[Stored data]
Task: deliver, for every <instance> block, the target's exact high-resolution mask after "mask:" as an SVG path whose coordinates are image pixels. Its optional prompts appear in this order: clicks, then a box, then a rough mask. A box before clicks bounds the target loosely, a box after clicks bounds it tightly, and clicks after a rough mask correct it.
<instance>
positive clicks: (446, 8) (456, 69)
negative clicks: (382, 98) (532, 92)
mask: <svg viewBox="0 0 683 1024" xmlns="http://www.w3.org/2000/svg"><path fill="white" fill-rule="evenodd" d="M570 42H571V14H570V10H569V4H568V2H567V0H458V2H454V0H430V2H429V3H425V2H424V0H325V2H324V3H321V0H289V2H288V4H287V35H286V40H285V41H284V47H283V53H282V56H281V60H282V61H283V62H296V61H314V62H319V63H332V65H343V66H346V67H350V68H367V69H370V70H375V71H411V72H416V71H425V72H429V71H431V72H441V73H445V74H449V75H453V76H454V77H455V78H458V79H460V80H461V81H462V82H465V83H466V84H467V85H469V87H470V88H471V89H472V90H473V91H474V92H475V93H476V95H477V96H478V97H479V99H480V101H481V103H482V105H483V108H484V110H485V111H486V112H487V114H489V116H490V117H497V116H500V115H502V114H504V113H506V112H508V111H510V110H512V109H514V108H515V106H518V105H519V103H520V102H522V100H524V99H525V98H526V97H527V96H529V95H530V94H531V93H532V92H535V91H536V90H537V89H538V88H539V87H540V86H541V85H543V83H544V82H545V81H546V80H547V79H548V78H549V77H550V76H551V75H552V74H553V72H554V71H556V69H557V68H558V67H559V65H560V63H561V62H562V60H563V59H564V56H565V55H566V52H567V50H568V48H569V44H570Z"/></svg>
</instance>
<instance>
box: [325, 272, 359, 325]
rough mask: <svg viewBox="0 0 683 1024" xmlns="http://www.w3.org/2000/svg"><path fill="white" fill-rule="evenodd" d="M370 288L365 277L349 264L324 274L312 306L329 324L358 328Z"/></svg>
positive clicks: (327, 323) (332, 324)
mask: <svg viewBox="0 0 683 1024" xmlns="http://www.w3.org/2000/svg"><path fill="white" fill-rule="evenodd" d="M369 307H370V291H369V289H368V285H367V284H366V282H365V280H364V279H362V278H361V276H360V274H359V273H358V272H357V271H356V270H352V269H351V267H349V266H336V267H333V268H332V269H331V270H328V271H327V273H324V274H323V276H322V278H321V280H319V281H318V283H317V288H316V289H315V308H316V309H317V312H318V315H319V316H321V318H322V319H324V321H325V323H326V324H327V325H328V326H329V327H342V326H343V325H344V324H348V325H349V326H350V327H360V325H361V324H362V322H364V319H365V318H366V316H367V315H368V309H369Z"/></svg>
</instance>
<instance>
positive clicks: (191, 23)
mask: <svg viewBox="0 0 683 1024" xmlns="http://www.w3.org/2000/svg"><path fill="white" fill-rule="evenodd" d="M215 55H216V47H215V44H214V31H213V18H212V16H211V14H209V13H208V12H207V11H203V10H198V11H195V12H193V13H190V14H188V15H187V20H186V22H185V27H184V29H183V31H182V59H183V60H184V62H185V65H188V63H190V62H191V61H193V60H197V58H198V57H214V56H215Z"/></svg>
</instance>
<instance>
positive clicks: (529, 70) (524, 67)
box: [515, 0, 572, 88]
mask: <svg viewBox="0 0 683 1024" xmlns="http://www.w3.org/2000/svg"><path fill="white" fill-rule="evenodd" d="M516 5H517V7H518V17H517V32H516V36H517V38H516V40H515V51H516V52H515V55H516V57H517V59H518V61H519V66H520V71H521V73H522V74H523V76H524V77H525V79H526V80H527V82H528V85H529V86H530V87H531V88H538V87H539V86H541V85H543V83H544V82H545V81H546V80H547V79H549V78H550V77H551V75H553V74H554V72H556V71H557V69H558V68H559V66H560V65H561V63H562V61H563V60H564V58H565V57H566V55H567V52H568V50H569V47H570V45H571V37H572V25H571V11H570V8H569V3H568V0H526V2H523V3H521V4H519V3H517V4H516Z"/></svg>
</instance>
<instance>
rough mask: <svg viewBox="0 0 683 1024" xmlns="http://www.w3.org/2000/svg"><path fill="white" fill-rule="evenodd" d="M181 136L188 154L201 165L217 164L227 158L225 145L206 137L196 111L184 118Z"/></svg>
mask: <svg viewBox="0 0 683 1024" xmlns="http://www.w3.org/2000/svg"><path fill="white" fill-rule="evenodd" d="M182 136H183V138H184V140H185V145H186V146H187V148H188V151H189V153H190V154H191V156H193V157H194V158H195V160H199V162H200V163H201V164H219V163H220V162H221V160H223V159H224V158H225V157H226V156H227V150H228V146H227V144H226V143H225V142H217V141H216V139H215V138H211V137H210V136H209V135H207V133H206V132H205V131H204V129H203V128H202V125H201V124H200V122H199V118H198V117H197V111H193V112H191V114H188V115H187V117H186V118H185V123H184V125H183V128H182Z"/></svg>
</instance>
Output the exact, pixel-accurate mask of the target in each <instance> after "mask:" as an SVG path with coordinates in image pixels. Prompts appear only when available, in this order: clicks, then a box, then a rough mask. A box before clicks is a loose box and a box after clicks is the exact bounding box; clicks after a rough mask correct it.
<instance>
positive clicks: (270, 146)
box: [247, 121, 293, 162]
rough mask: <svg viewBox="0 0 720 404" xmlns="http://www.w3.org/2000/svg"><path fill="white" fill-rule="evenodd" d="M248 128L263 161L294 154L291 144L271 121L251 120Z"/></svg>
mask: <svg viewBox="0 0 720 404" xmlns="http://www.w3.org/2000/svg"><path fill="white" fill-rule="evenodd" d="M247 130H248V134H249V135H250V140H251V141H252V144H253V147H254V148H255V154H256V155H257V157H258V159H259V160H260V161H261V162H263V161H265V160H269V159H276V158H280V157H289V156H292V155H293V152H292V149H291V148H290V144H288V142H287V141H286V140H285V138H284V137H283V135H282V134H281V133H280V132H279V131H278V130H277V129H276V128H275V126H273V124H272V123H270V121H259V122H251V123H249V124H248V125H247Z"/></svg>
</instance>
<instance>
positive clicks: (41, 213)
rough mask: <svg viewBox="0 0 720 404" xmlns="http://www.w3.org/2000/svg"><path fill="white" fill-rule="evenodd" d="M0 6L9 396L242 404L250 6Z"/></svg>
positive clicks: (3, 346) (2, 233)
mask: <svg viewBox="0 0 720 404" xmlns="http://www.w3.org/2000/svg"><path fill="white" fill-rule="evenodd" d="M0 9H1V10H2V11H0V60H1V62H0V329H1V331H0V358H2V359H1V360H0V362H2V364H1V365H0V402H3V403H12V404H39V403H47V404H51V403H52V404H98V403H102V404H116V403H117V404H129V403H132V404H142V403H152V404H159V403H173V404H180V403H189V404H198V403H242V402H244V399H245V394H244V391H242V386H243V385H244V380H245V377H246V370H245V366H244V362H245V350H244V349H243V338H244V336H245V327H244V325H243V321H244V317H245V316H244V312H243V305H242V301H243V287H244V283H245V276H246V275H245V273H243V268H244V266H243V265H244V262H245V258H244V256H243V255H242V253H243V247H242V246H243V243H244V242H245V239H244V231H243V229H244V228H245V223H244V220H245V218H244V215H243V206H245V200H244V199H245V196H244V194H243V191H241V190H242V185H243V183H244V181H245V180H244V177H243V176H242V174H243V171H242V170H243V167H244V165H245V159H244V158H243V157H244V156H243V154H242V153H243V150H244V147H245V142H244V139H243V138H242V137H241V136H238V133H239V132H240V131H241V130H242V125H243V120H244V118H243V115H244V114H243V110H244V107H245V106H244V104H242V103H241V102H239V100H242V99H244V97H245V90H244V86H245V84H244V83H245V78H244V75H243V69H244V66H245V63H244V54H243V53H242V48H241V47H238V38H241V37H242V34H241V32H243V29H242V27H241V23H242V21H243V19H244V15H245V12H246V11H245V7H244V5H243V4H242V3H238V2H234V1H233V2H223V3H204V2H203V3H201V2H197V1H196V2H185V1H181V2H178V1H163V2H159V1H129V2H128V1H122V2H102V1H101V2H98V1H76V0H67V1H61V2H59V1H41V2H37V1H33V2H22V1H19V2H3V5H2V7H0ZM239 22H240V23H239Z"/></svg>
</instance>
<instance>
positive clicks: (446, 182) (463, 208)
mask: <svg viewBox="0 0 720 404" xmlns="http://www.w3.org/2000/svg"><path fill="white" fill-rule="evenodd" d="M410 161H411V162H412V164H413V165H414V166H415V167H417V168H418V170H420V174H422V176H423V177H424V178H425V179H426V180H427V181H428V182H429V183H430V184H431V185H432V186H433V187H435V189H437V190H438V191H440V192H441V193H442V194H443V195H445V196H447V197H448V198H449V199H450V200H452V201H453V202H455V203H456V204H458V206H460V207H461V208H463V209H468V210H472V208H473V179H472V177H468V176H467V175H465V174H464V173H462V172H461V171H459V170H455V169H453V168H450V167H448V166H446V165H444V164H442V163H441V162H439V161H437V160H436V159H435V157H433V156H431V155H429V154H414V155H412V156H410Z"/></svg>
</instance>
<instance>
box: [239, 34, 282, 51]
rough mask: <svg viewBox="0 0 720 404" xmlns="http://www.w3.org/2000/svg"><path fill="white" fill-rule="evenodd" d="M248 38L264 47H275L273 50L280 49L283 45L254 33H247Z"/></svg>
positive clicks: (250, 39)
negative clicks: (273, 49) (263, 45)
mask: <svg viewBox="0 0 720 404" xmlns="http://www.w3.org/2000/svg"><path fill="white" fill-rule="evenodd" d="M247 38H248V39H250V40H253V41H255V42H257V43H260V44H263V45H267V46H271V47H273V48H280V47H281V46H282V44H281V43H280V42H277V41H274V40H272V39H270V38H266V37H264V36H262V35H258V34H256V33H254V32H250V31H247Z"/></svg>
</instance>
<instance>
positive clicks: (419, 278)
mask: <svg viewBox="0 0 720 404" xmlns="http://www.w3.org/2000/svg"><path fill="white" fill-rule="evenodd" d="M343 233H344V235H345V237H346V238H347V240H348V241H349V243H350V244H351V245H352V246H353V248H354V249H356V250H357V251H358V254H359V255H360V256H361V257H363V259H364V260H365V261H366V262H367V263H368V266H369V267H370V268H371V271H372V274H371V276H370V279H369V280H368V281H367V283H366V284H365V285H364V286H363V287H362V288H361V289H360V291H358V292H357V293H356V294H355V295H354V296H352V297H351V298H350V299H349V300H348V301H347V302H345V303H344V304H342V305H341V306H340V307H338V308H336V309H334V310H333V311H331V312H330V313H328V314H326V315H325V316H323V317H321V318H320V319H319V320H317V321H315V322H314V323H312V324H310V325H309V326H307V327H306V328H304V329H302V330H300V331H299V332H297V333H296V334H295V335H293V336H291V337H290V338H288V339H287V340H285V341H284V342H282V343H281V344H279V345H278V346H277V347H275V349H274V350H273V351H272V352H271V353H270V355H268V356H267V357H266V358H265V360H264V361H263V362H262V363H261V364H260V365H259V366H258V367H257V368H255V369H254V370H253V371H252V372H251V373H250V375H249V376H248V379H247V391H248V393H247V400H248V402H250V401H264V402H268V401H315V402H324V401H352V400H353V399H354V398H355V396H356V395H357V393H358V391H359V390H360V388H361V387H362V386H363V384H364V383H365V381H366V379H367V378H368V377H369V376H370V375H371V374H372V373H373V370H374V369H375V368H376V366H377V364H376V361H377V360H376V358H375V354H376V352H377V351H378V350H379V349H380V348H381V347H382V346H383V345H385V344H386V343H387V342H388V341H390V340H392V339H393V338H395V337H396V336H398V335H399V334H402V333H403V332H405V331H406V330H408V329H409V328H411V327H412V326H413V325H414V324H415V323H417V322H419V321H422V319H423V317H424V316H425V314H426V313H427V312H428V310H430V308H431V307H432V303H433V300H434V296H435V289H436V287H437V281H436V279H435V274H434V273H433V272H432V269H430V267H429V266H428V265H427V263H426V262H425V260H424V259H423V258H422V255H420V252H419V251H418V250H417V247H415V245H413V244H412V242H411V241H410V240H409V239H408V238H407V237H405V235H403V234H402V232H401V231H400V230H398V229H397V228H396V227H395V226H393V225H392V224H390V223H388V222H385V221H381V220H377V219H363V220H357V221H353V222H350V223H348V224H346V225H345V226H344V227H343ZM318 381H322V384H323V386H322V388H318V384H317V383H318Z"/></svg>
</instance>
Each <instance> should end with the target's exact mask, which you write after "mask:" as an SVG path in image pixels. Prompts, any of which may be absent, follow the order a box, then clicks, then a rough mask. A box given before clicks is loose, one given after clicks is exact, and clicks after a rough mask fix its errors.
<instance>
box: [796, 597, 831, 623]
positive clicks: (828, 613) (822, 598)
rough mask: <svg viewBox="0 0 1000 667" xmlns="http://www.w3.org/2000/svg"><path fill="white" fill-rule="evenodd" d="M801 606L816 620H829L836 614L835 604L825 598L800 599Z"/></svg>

Try it: Search the records for the word "correct" and copy every line where it occurs.

Answer space:
Task: deliver, for every <instance> block, the target's exact high-resolution mask after "mask:" as an SVG path whose coordinates are image pixels. Its optional prompts appear in this order: clicks, then a box, then a rough mask. A box before clicks bounds the target loosely, a box after clicks bounds it tightly, and clicks after a rough mask correct it.
Output the exact, pixel-accurate mask of the target in each <instance> after "mask:" as an SVG path with coordinates in image pixels. Prompts appear only when available, in this order: clicks, then a box, then a rough mask. A box before clicks is a loose box and a box after clicks is the exact bounding box; clicks after a rough mask correct it.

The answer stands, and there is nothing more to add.